Synephrine and phenylephrine are both categorized as alpha-adrenergic agonists. Uh-oh, there I go with those big words again. Don't worry. I promised an explanation and I've never let you down so far, have I? Allow me to clarify these terms.

The little signal receiving sites that regulate the actions of the central nervous system can be divided into two types, alpha adrenergic receptors and beta adrenergic receptors. An agonist is something that stimulates an action at the receptor site. Alpha receptors and beta receptors have different roles. The beta adrenergic receptors increase the force of contraction in the circulatory system and produce bronchodilation (the opening up of bronchial passages). Remember, ephedrine is a beta adrenergic agonist. The receptor that produces vasoconstriction is referred to as an alpha receptor. The two receptors are normally stimulated by the production of neurotransmitters and hormones such as adrenalin, norephinephrine, and dopamine. Specific drugs that interrupt nervous system activity have an affinity to act more at the beta sites, others at the alpha sites.

——

ACTIVITY
Resume the passage on alpha and beta adrenergic receptors, starting right after its last sentence. The material after this passage plays no part in the task.

DATA SECTION
——

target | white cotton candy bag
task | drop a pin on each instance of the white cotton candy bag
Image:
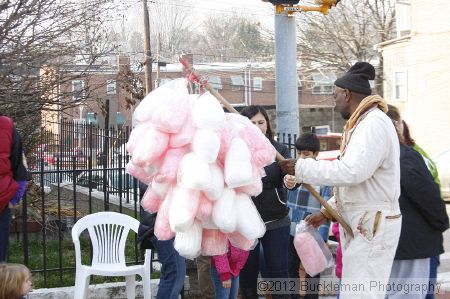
(189, 243)
(224, 211)
(206, 144)
(208, 113)
(194, 173)
(249, 222)
(183, 208)
(238, 167)
(216, 186)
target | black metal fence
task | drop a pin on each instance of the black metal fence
(78, 169)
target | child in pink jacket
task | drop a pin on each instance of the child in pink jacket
(225, 272)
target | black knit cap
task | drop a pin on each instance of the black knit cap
(357, 78)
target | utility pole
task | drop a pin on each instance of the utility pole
(147, 51)
(158, 58)
(286, 77)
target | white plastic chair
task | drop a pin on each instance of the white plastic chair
(108, 232)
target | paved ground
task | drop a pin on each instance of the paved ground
(443, 274)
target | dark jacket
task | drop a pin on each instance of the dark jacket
(424, 215)
(12, 169)
(146, 228)
(270, 205)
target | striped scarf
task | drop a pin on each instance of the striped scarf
(366, 104)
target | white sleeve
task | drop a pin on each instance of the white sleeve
(365, 153)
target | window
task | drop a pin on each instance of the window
(111, 86)
(400, 86)
(236, 82)
(323, 83)
(163, 81)
(78, 90)
(215, 82)
(257, 83)
(403, 18)
(91, 118)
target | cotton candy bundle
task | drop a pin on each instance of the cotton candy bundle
(183, 208)
(162, 225)
(224, 213)
(151, 201)
(238, 169)
(158, 99)
(237, 240)
(194, 173)
(138, 172)
(185, 135)
(189, 243)
(216, 184)
(201, 166)
(311, 249)
(214, 242)
(249, 222)
(206, 144)
(208, 113)
(169, 166)
(204, 210)
(147, 150)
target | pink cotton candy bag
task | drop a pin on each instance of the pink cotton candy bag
(311, 249)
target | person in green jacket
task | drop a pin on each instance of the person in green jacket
(393, 111)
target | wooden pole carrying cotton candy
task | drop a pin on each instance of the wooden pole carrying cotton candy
(189, 243)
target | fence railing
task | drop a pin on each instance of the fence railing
(79, 169)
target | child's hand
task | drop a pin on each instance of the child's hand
(226, 284)
(289, 181)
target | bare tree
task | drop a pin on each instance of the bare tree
(171, 21)
(233, 38)
(347, 34)
(38, 38)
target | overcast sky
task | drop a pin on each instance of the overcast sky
(262, 11)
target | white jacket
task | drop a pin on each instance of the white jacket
(368, 175)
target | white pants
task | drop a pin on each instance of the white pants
(367, 258)
(409, 279)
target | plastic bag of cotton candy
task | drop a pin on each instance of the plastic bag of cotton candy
(201, 166)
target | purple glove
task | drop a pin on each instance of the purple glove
(18, 196)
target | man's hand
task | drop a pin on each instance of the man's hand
(289, 181)
(288, 166)
(316, 220)
(226, 284)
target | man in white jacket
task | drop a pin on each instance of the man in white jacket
(367, 181)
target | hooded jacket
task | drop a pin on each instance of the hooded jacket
(271, 203)
(423, 210)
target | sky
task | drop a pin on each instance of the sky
(262, 11)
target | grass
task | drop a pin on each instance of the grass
(53, 260)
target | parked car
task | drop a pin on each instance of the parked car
(442, 161)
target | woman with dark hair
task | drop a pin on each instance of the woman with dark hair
(424, 217)
(271, 205)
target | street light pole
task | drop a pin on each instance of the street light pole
(147, 50)
(288, 119)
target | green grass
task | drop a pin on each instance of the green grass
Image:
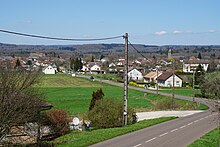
(74, 94)
(86, 138)
(211, 139)
(182, 91)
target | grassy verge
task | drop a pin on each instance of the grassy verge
(182, 91)
(77, 138)
(74, 94)
(211, 139)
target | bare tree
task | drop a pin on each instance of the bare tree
(19, 100)
(211, 87)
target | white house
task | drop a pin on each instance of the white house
(49, 70)
(152, 76)
(166, 80)
(85, 68)
(95, 67)
(190, 66)
(134, 74)
(112, 65)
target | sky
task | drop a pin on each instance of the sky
(149, 22)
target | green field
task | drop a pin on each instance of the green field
(74, 94)
(86, 138)
(182, 91)
(211, 139)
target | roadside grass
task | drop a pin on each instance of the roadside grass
(181, 91)
(211, 139)
(73, 94)
(86, 138)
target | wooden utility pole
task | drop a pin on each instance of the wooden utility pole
(125, 113)
(157, 81)
(173, 87)
(193, 95)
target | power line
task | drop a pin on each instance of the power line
(136, 49)
(58, 38)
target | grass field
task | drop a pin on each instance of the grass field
(211, 139)
(74, 94)
(86, 138)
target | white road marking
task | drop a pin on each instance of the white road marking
(164, 134)
(183, 127)
(201, 118)
(174, 130)
(137, 145)
(196, 120)
(189, 123)
(150, 139)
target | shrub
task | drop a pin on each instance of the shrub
(98, 95)
(108, 113)
(165, 104)
(133, 83)
(58, 122)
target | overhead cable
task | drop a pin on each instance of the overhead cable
(59, 38)
(136, 49)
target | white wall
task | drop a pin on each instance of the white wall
(190, 67)
(95, 67)
(169, 82)
(135, 75)
(49, 70)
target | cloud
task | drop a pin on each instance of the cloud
(160, 33)
(177, 32)
(212, 31)
(26, 21)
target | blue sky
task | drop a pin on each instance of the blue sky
(153, 22)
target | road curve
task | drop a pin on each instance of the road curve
(175, 133)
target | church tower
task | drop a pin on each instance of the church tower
(169, 54)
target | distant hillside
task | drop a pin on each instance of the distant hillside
(106, 49)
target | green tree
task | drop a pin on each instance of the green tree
(98, 95)
(29, 62)
(212, 66)
(78, 64)
(199, 74)
(17, 64)
(92, 60)
(20, 102)
(107, 113)
(199, 56)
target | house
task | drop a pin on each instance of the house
(135, 74)
(166, 80)
(151, 77)
(96, 69)
(49, 70)
(85, 68)
(191, 65)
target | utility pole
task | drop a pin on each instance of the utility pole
(157, 81)
(193, 85)
(125, 113)
(173, 87)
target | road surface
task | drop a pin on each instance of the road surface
(175, 133)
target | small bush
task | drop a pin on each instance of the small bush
(108, 113)
(58, 121)
(98, 95)
(133, 84)
(165, 104)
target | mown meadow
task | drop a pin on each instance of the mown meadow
(73, 94)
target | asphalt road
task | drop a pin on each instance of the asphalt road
(175, 133)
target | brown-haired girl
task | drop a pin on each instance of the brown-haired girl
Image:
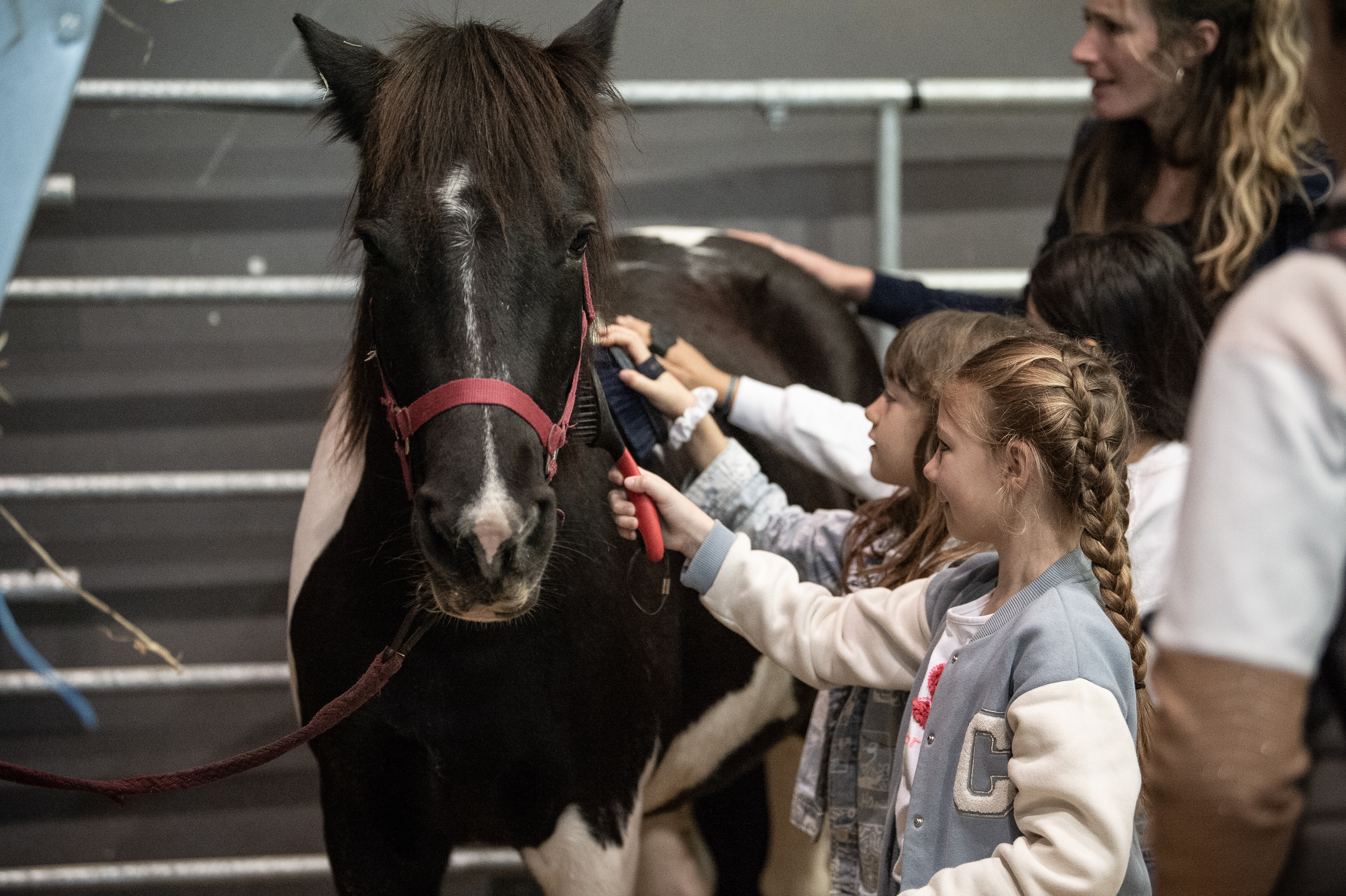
(1200, 127)
(1018, 770)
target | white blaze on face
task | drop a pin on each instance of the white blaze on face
(493, 516)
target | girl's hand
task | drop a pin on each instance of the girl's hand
(692, 369)
(628, 339)
(851, 283)
(668, 396)
(684, 525)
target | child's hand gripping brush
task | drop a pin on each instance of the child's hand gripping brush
(594, 425)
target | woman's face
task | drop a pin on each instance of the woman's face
(1116, 50)
(900, 420)
(967, 478)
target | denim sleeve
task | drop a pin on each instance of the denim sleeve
(900, 302)
(735, 492)
(706, 563)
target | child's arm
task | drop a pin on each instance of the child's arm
(877, 638)
(1075, 766)
(735, 492)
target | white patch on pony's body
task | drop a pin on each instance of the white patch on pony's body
(493, 517)
(572, 863)
(333, 482)
(685, 237)
(462, 219)
(728, 724)
(493, 514)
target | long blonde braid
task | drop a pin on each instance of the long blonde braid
(1065, 400)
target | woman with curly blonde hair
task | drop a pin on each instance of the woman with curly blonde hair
(1200, 128)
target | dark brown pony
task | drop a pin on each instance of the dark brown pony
(547, 711)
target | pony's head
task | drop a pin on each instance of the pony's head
(481, 192)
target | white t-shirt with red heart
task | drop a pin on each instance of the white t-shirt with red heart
(962, 625)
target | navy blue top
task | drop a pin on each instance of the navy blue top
(898, 302)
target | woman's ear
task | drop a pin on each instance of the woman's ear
(1201, 42)
(1018, 467)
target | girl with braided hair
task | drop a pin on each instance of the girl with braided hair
(1200, 127)
(1016, 768)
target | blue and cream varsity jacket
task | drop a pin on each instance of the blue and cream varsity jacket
(1027, 782)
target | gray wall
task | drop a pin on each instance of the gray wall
(200, 193)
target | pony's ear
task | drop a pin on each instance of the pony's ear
(593, 34)
(348, 71)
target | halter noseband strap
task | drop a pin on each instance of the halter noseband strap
(405, 422)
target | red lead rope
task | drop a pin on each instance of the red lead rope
(405, 422)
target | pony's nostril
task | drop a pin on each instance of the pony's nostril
(492, 532)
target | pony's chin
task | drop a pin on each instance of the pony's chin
(494, 613)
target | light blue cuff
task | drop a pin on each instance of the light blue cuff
(706, 564)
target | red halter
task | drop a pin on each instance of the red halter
(405, 422)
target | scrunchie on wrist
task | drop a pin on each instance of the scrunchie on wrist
(682, 430)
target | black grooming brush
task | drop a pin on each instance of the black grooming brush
(594, 425)
(642, 427)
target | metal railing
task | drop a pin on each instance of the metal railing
(886, 97)
(887, 100)
(124, 680)
(225, 871)
(44, 586)
(119, 290)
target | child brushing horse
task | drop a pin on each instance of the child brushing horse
(1019, 765)
(889, 541)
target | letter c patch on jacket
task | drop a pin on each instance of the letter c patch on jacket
(983, 787)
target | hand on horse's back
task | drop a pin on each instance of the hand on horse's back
(850, 283)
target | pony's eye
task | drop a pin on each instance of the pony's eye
(372, 249)
(579, 242)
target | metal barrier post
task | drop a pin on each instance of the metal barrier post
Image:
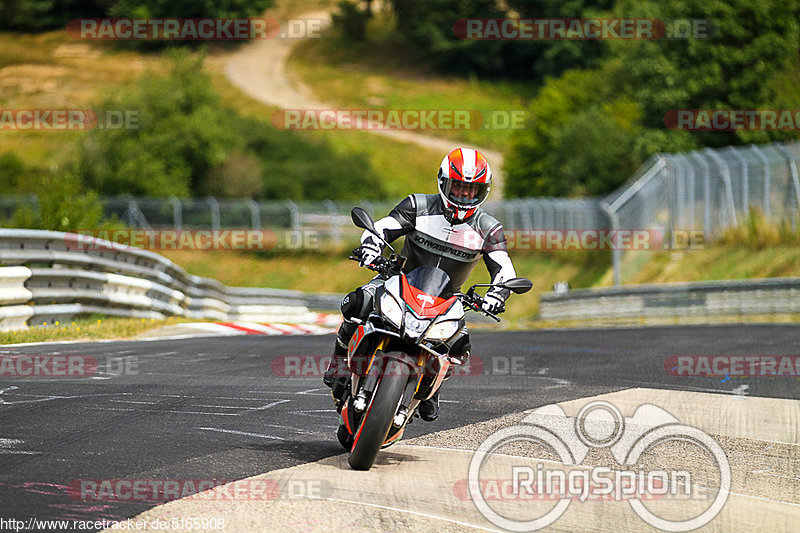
(765, 162)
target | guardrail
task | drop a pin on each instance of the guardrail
(50, 275)
(711, 298)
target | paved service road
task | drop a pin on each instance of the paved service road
(222, 408)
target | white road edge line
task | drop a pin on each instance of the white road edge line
(244, 433)
(426, 515)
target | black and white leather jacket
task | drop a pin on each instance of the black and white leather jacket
(455, 248)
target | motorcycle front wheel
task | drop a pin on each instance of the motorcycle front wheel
(377, 420)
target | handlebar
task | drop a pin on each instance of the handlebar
(390, 266)
(475, 303)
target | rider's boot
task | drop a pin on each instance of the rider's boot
(429, 409)
(337, 367)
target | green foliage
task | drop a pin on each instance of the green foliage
(749, 44)
(188, 144)
(38, 15)
(592, 130)
(350, 21)
(581, 139)
(428, 24)
(12, 173)
(182, 133)
(63, 204)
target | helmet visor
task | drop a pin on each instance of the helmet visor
(465, 194)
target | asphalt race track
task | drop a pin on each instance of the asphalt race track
(223, 408)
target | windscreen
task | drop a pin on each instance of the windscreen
(429, 279)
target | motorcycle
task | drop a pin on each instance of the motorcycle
(400, 355)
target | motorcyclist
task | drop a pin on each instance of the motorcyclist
(449, 231)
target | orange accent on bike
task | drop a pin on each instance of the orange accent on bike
(394, 437)
(424, 304)
(346, 418)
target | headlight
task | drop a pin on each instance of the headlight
(415, 326)
(391, 310)
(443, 330)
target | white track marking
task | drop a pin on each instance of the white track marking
(243, 433)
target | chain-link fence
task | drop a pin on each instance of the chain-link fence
(704, 191)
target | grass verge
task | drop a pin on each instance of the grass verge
(90, 328)
(384, 73)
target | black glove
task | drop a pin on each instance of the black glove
(368, 252)
(493, 303)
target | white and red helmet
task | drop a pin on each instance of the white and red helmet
(465, 179)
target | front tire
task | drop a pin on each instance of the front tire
(377, 420)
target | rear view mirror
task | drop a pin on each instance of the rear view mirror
(518, 285)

——

RESPONSE TO THE TASK
OK. Now that I've shared a bit of biochemistry, on to the research (this won't be anywhere near as complicated)! All of the ads claim there has been extensive research on synephrine. Has there? Yes, but again, most of it was not done on humans. Here's one research study that I've seen quoted in ads.

Park JH, Keeley LL. The effect of biogenic amines and their analogs on carbohydrate metabolism in the fat body of Blaberus discoidalis. Gen Comp Endocrinol 1998 Apr;110(1):88-95

Does this study prove that synephrine (a biogenic amine) will burn fat in your body? Only if you fall into the species categorized as Blaberus discoidalis. Allow me translate Blaberus discoidalis into its more recognizable term. Cockroach!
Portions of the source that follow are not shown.